#### Tarefa
Repete o excerto da página por inteiro, sem mudar uma única palavra nem sinal.

== Excerto da página

O que ocorreu entretanto entre os outros elementos e o alfaiate, até hoje ninguém sabe, eu sei que comigo e o “Quim-Zé” ocorreu o descrito acima, e também que saímos ao mesmo tempo da casa.
E assim pela primeira vez e única na minha vida, um homem se pode deliciar com o meu órgão genital.
Fui também eu, que acabei por destruir, os seus documentos, com o meu inseparável canivete suíço, e deitar os recortes numa ‘sargeta’ junto dos armazéns do Conde Barão, local aonde viemos parar depois de uma intensa correria por becos e ruelas, sempre a descer, tendo como ponto de referencia, que caminhando sempre para baixo, pelas ruas e becos do Bairro Alto, isso nos afastava cada vez mais da Rua da Atalaia e assim acabaria por encontrar-se o rio.
Sobre esta noite existem fatos curiosos, que ainda hoje são por certo recordados sobre este inesperado acontecimento. O grupo só voltou a estar todo reunido cerca de uma hora depois, e até hoje jamais alguém voltou a tocar nesse assunto.
Jogamos varias vezes ás cartas com os dois baralhos trazidos da casa do “maricas” da Rua da Atalaia, e nunca perdemos um conjunto de jogos de sueca, até parecia que as cartas estavam de certa forma enfeitiçadas, sendo que era o único momento em que de alguma forma se referia indiretamente á Rua da Atalaia.
Ao longo da minha vida, recordei algumas vezes este episodio, chegando a rir sozinho com a ingênua situação, pelos motivos bem óbvios e fora do comum.

====
== Material recolhido

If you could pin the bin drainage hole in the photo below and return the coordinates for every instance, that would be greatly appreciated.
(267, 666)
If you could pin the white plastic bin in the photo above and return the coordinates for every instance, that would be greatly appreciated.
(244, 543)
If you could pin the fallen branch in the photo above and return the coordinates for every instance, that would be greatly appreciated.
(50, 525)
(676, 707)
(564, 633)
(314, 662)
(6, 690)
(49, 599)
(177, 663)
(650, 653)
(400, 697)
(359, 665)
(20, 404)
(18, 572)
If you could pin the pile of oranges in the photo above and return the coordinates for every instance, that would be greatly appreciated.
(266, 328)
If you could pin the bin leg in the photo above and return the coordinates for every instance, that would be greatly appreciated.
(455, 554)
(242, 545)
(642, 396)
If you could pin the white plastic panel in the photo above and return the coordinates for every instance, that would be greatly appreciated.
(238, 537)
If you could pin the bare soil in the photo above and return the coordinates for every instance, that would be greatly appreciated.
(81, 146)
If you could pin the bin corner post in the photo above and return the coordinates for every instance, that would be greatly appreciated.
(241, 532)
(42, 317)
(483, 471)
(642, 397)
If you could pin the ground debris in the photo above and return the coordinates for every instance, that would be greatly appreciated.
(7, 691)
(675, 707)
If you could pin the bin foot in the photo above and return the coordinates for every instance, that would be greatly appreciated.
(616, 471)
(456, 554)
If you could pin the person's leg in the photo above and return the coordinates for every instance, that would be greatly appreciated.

====

#### Resposta abaixo
O que ocorreu entretanto entre os outros elementos e o alfaiate, até hoje ninguém sabe, eu sei que comigo e o “Quim-Zé” ocorreu o descrito acima, e também que saímos ao mesmo tempo da casa.
E assim pela primeira vez e única na minha vida, um homem se pode deliciar com o meu órgão genital.
Fui também eu, que acabei por destruir, os seus documentos, com o meu inseparável canivete suíço, e deitar os recortes numa ‘sargeta’ junto dos armazéns do Conde Barão, local aonde viemos parar depois de uma intensa correria por becos e ruelas, sempre a descer, tendo como ponto de referencia, que caminhando sempre para baixo, pelas ruas e becos do Bairro Alto, isso nos afastava cada vez mais da Rua da Atalaia e assim acabaria por encontrar-se o rio.
Sobre esta noite existem fatos curiosos, que ainda hoje são por certo recordados sobre este inesperado acontecimento. O grupo só voltou a estar todo reunido cerca de uma hora depois, e até hoje jamais alguém voltou a tocar nesse assunto.
Jogamos varias vezes ás cartas com os dois baralhos trazidos da casa do “maricas” da Rua da Atalaia, e nunca perdemos um conjunto de jogos de sueca, até parecia que as cartas estavam de certa forma enfeitiçadas, sendo que era o único momento em que de alguma forma se referia indiretamente á Rua da Atalaia.
Ao longo da minha vida, recordei algumas vezes este episodio, chegando a rir sozinho com a ingênua situação, pelos motivos bem óbvios e fora do comum.